An exact copy of the data below is needed; please leave out any pictures.

DATA SHOWN:
- Opening Delimiter -

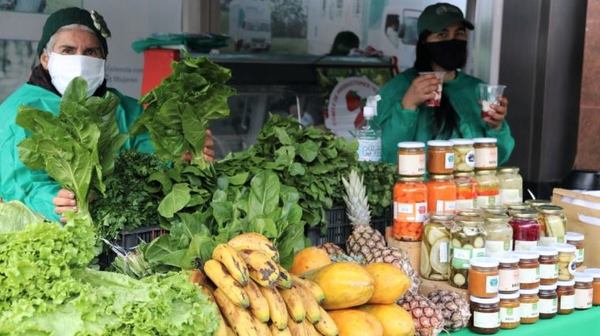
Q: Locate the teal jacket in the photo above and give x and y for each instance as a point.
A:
(399, 124)
(34, 187)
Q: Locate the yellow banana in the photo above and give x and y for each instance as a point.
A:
(262, 269)
(219, 275)
(294, 304)
(277, 309)
(254, 242)
(326, 326)
(311, 306)
(238, 318)
(259, 306)
(230, 258)
(312, 287)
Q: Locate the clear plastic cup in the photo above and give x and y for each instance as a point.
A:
(489, 95)
(435, 102)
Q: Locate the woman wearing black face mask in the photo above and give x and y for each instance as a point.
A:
(402, 112)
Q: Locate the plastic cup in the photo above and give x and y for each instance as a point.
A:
(489, 95)
(435, 102)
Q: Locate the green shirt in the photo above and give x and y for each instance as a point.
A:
(399, 124)
(34, 187)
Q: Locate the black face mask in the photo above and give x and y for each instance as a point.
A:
(450, 55)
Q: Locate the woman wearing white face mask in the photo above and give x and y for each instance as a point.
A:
(73, 44)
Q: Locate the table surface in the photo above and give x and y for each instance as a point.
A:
(579, 323)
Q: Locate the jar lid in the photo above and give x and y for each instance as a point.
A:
(485, 140)
(462, 142)
(485, 301)
(483, 262)
(574, 236)
(566, 248)
(439, 143)
(411, 144)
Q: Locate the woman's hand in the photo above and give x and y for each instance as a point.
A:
(495, 116)
(421, 89)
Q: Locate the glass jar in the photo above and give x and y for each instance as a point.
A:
(584, 291)
(467, 241)
(566, 297)
(486, 153)
(440, 157)
(553, 224)
(548, 265)
(566, 261)
(488, 188)
(508, 273)
(410, 208)
(526, 230)
(466, 190)
(529, 269)
(530, 305)
(441, 194)
(483, 277)
(498, 236)
(548, 301)
(511, 186)
(510, 312)
(464, 155)
(435, 247)
(411, 159)
(485, 315)
(576, 239)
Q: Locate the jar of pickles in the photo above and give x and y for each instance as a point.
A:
(511, 186)
(466, 190)
(467, 241)
(553, 223)
(435, 247)
(498, 236)
(441, 191)
(526, 230)
(410, 208)
(488, 188)
(464, 155)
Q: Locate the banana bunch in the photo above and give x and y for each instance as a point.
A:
(257, 296)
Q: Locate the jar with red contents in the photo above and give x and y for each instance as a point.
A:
(526, 230)
(410, 208)
(441, 191)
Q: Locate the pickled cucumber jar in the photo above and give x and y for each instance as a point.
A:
(498, 236)
(435, 247)
(488, 188)
(467, 241)
(511, 186)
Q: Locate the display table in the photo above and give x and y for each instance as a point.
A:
(580, 323)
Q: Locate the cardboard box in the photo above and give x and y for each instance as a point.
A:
(579, 219)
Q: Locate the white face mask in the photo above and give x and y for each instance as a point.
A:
(63, 68)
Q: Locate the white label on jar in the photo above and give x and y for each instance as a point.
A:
(486, 320)
(510, 196)
(548, 306)
(411, 165)
(567, 302)
(529, 275)
(509, 280)
(486, 157)
(530, 310)
(548, 271)
(510, 315)
(525, 245)
(583, 298)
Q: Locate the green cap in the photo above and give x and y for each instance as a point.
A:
(74, 15)
(435, 18)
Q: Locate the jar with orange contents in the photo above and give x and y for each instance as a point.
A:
(410, 208)
(441, 194)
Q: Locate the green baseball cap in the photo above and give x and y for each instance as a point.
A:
(435, 18)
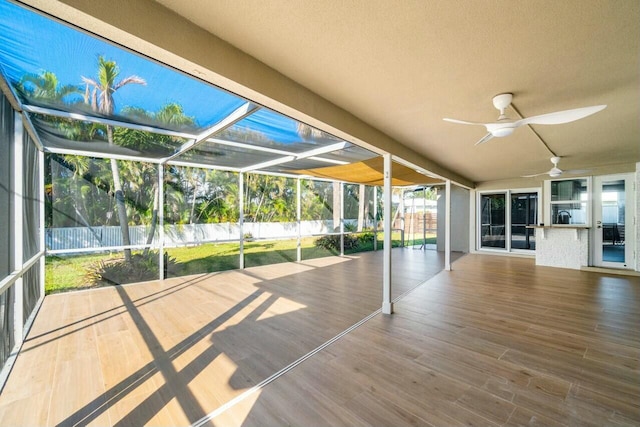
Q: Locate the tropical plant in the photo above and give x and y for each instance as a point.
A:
(99, 93)
(45, 87)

- Closing Delimiter -

RESULT BELOW:
Q: Locate the teal jacket in the photo above and give x and y for each instance as a point.
A:
(399, 124)
(34, 187)
Q: Locate the yellow banana in the photo above and give x and y for each instance as a point.
A:
(262, 269)
(219, 275)
(294, 304)
(277, 309)
(254, 242)
(326, 326)
(311, 306)
(238, 318)
(259, 306)
(230, 258)
(312, 287)
Q: Locate the clear plastic cup in the photo above and give x and y for each instance as a point.
A:
(489, 95)
(435, 102)
Q: Locate the woman wearing black face mask in the photo above and give x and y for each instance as a point.
A:
(402, 112)
Q: Locate the plastic cup in the photo above and give x and y for each instance as a point.
A:
(489, 95)
(435, 102)
Q: Locate the green shirt in the photo above and give x and y for each instance as a point.
A:
(399, 124)
(34, 187)
Q: Locate the black face mask in the photo above and give x and y for each instance as a point.
A:
(450, 55)
Q: Locate the woman wearing white face mask in the photo above and give x and y for each instance as a point.
A:
(73, 44)
Q: Locate the table surface in the photo above and give x and y for each instance as a point.
A:
(579, 323)
Q: Locate the jar lid in the photo above and give x and y for each instance as a point.
A:
(485, 140)
(462, 142)
(485, 301)
(483, 262)
(574, 236)
(566, 248)
(439, 143)
(411, 144)
Q: Locate the woman's hand in the photo above and give x and y for each instance as a point.
A:
(495, 116)
(421, 89)
Q: Locate the glass jar in the photo above and give x and y for each instance as a point.
A:
(584, 291)
(467, 241)
(566, 297)
(486, 153)
(440, 157)
(553, 224)
(548, 265)
(566, 261)
(488, 188)
(508, 273)
(410, 208)
(526, 230)
(466, 190)
(529, 269)
(530, 305)
(441, 194)
(483, 277)
(498, 236)
(548, 301)
(511, 186)
(510, 312)
(464, 155)
(435, 247)
(411, 159)
(485, 315)
(576, 239)
Q: Locate the jar of pickles in the photo above and give x and y for each instance as a point.
A:
(511, 186)
(466, 190)
(467, 241)
(553, 223)
(435, 247)
(498, 236)
(441, 191)
(526, 230)
(410, 208)
(488, 188)
(464, 155)
Q: Locate the banana bunch in the photo above and give x and y for each instance as a point.
A:
(257, 296)
Q: Locate the jar with red contents in the photo above and give x and y for each instance as a point.
A:
(526, 230)
(410, 208)
(441, 191)
Q: Locate the pickled cucumber jar in the photo above and give x and y for each instance as a point.
A:
(498, 236)
(435, 247)
(488, 188)
(467, 241)
(511, 186)
Q: Locate the display table in the photo above and give x and y for each instance as a point.
A:
(580, 323)
Q: Locate the cardboard box in the photo above and give x and y for each instance as a point.
A:
(579, 219)
Q: Locate the white face mask in the photo above and give x and y for each instance as a point.
A:
(63, 68)
Q: Locate the white label on jar in the photo above and give x and y for each instance as a point.
A:
(486, 320)
(510, 196)
(548, 306)
(411, 165)
(567, 302)
(529, 275)
(509, 280)
(486, 157)
(530, 310)
(548, 271)
(510, 315)
(525, 245)
(583, 298)
Q: Locate the green cap in the photo above and give x and y for each instance as a point.
A:
(74, 15)
(435, 18)
Q: Locate the jar with orange contents in the photo above and give x and y for each instance as a point.
A:
(410, 208)
(441, 194)
Q: Locate the green baseball cap in the photo above and give x and y for each instance as a point.
A:
(435, 18)
Q: Locate the tropical plant in the photo above and give x and y for each instance as a point.
A:
(99, 93)
(45, 87)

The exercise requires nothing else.